§ Stated goal
Return each line below that contains the word "statue". Case counts.

§ Material provided

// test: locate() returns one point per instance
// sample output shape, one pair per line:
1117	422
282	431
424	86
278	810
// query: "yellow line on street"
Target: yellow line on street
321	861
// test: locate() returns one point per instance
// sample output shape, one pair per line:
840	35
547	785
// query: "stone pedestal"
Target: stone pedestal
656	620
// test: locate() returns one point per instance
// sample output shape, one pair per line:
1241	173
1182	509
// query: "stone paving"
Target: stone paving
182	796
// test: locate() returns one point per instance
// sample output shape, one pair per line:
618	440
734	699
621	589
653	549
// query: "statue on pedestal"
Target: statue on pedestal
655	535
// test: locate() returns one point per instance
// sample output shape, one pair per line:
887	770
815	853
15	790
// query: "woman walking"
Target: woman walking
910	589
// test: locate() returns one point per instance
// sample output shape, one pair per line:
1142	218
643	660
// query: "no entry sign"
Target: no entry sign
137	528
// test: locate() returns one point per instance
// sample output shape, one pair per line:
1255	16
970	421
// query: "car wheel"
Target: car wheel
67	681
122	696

---

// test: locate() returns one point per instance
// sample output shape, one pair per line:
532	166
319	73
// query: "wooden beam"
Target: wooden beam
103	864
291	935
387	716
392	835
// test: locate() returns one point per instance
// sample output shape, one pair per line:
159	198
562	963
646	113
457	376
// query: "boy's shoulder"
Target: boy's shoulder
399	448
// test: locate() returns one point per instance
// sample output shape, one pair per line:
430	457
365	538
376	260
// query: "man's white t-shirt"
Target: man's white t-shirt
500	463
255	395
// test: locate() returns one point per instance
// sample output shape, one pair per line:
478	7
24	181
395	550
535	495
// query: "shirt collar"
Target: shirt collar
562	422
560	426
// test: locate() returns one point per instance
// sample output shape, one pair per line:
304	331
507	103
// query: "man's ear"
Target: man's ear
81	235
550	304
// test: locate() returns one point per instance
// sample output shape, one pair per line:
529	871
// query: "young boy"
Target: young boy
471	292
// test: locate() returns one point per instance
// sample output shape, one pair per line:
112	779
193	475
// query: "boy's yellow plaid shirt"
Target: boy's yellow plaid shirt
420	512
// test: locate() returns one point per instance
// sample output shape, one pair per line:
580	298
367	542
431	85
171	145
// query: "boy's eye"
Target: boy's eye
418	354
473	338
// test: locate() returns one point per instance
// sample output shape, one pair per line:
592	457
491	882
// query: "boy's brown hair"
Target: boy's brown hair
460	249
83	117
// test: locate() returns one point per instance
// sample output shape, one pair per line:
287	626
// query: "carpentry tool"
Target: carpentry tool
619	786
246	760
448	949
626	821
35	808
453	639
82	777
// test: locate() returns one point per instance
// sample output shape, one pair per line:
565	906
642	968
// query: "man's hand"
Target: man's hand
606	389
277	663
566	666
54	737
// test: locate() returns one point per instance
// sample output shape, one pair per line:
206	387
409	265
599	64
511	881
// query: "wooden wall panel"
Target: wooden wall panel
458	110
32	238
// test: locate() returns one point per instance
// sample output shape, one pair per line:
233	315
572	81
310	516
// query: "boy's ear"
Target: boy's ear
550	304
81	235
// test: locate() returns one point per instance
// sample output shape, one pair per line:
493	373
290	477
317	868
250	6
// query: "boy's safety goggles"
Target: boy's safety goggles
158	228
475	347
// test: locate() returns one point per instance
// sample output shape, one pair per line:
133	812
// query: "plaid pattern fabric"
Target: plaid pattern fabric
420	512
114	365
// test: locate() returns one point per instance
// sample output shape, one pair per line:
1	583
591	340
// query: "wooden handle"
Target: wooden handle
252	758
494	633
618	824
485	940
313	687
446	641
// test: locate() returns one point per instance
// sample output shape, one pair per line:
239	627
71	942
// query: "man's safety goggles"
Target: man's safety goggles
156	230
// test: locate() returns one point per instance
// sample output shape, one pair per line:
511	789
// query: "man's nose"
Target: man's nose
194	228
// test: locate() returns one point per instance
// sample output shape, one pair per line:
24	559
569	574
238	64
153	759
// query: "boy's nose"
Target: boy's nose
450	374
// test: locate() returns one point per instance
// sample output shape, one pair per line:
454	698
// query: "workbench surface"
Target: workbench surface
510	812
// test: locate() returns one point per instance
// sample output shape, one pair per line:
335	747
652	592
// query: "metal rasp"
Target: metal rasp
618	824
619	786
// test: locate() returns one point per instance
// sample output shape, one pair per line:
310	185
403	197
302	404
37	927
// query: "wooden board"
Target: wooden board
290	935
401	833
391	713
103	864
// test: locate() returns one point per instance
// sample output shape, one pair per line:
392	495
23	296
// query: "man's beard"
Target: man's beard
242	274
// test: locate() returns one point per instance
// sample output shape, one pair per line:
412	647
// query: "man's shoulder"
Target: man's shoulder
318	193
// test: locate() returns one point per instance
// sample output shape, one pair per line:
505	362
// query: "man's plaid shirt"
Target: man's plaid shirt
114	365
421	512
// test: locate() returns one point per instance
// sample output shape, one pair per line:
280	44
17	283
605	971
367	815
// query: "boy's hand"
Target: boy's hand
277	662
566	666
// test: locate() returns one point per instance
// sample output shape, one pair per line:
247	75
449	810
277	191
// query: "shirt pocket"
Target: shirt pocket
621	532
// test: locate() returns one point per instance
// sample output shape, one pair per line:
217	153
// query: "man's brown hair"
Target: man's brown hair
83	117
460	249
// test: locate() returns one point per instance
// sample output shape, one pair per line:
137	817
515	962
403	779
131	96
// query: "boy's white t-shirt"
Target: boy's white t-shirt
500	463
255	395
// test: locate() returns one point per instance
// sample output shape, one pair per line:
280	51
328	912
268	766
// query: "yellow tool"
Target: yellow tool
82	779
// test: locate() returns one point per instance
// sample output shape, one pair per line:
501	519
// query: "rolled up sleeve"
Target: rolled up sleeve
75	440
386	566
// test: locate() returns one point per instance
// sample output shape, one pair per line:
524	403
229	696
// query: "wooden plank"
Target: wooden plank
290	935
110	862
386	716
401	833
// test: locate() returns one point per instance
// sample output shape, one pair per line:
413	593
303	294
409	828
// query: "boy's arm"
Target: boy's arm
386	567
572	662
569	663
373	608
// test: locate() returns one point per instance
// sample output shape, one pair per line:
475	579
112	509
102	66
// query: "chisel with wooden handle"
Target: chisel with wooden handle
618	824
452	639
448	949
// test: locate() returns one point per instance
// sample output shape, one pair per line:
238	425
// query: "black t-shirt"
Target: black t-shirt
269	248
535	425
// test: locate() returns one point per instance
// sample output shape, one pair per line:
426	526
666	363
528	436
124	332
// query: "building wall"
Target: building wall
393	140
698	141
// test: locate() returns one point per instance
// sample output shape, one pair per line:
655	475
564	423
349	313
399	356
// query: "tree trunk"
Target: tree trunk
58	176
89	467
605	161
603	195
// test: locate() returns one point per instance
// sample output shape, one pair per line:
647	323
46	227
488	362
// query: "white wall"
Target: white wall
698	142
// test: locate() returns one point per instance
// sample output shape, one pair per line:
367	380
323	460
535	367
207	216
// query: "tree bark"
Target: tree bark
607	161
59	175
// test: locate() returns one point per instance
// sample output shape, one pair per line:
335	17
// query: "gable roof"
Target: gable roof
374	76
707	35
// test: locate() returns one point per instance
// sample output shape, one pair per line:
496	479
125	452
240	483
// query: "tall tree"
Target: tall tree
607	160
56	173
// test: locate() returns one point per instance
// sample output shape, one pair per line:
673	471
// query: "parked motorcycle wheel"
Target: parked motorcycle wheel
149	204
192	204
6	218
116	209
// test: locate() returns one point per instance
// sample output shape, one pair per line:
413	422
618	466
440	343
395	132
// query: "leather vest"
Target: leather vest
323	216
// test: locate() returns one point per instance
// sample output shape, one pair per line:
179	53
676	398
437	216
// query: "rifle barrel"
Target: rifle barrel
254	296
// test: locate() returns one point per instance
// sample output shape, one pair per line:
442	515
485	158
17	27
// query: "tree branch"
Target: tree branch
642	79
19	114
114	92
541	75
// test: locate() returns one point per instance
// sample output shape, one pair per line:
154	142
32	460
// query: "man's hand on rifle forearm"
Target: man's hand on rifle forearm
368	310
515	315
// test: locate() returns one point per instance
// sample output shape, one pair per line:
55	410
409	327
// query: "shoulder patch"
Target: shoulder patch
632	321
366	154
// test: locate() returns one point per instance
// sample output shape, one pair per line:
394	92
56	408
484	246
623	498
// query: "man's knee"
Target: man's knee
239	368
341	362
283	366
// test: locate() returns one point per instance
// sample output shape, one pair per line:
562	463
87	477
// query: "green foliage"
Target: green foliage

§ Worked solution
// query: "statue on pedestal"
Target: statue on pedestal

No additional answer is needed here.